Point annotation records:
+===+
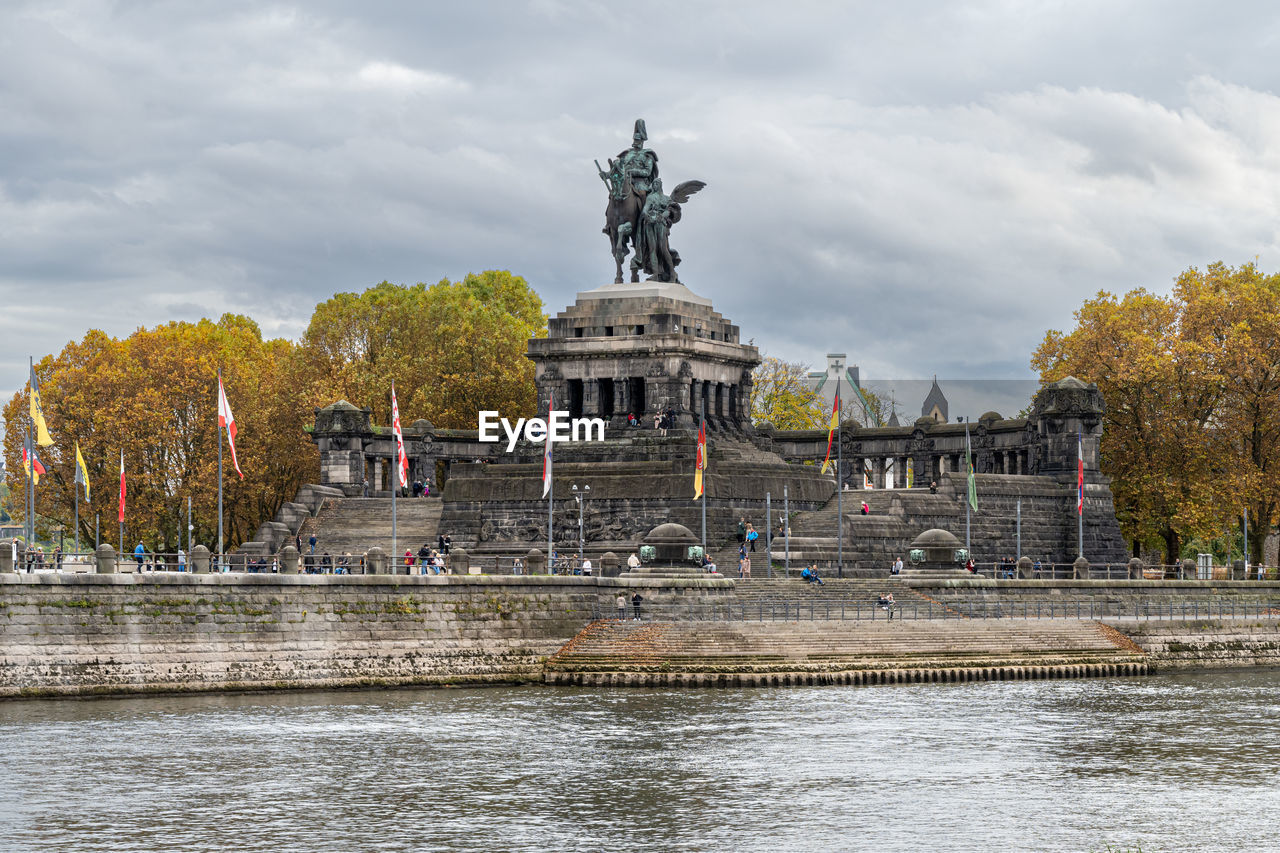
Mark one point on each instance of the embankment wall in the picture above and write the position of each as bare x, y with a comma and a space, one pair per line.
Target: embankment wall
87, 634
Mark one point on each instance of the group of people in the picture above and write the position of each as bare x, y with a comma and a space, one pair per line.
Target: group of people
622, 605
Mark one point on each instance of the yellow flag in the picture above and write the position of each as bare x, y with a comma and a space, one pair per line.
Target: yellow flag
+===+
* _What you should do_:
Copy out the lines above with every "Mark" swapped for "Place" and nothing else altered. Omit the pictures.

* _Task answer_:
Place one point on each instance of the embankment wall in the picture above and write the position of each as bare x, y with a comma and a space, one pair per line.
Target: embankment wall
87, 634
Place one point on each instance of the group of people in the picture above and write the position of each as bare x, y with a comma and a space, one pair per line.
Target: group of people
622, 605
Place one point on each instance of the yellow flag in the picture above and write the position of each as bare x, y with a comma and a space, one pair per line.
Target: yellow flag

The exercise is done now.